◆ SOURCE TEXT
┏━━

According to Press Note 2 of 2005 issued by the Department of Industrial Policy and Promotion, there are certain conditions for foreign investment in the real estate sector. The relevant conditions are as follows:

i. Minimum capitalization of US$10 million for wholly owned subsidiaries and US$ 5 million for joint ventures with Indian partners. The funds would have to be brought in within six months of commencement of business of the Company.

ii. Original investment cannot be repatriated before a period of three years from completion of minimum capitalization. However, the investor may be permitted to exit earlier with prior approval of the Government through the FIPS.

The lock-in of 3 years, specified in condition (ii) above, has purportedly been introduced to ensure that only investors with a long-term horizon invest in the real estate/ construction sector. There was some doubt as to the meaning of the expression “original investment” as the lock-in applies to that. While it appears that the Government had initially clarified that the lock-in of 3 years would apply to the initial investment only, it has now adopted the position that the lock-in applies to all foreign investment (and not just the initial investment).

The Mint carries a report that explains the position:

The department of industrial policy and promotion (DIPP) has made it clear that the lock-in period of three years applicable on foreign investments in realty projects—under Press Note 2 of 2005 series—is for the entire investment, against a previous understanding that it applied only for the initial investment.

┗━━

◆ JOBS
**a.** In the passage on foreign investment in real estate, what minimum capitalization applies to joint ventures with Indian partners?
**b.** Condense the paragraph of the passage on foreign investment in real estate that begins "The lock-in of 3 years" into two or three sentences, keeping its main facts.
**c.** Extend the passage on foreign investment in real estate with a few sentences that follow on from its final sentence.
The items that follow come from a different source than the passage above.

◆ DATA LINES
┏━━

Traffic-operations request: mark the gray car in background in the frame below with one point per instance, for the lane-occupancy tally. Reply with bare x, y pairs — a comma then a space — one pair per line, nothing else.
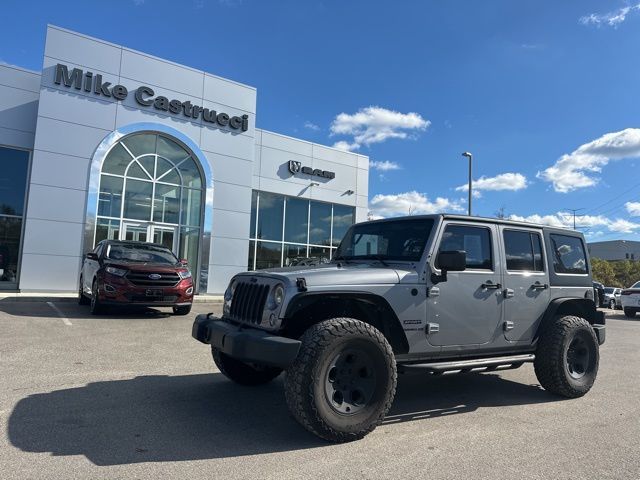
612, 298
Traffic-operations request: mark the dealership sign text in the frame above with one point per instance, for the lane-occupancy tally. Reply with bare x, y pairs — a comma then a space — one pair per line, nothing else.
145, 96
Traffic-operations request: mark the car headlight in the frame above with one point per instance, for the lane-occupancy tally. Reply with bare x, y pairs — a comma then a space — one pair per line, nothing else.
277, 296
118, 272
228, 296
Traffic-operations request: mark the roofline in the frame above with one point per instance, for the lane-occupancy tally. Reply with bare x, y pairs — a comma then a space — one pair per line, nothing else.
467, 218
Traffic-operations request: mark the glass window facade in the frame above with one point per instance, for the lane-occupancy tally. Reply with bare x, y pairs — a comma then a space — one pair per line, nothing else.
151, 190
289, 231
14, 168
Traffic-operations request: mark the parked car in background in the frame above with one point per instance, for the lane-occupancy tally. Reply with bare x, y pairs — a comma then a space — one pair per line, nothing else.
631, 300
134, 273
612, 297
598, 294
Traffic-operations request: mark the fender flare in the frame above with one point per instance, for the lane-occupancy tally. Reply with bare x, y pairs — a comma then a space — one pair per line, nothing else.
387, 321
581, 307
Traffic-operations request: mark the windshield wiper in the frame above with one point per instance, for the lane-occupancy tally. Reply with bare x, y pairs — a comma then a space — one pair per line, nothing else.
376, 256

┗━━
┏━━

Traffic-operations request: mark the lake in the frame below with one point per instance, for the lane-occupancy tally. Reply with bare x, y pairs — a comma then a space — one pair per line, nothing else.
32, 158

┗━━

◆ RESULTS IN ORDER
**a.** US$5 million.

**b.** The three-year lock-in was reportedly introduced so that only long-term investors would enter the real estate and construction sector. Because it applies to "original investment," its scope was unclear. The Government seemed at first to limit it to the initial investment, but it now holds that the lock-in covers all foreign investment.

**c.**
“We do not know what was the interpretation previously. But the press note meant the lock-in period is applicable for the entire investment. We have already clarified that and we stand by that,” said a DIPP official who spoke on condition of anonymity.

The DIPP had clarified on its bulletin board on 15 July that “original investment means the entire investment brought in as FDI (foreign direct investment) for the purpose of taking up PN 2 (2005) compliant construction development projects which would then remain locked in for three years.” Responding to a further query, the department on Thursday clarified on its bulletin board that “the clarification posted recently (on 15 July) is the correct policy position”.

While this interpretation is beneficial to the investee companies, it may curtail exit options that may be contractually available to foreign investors.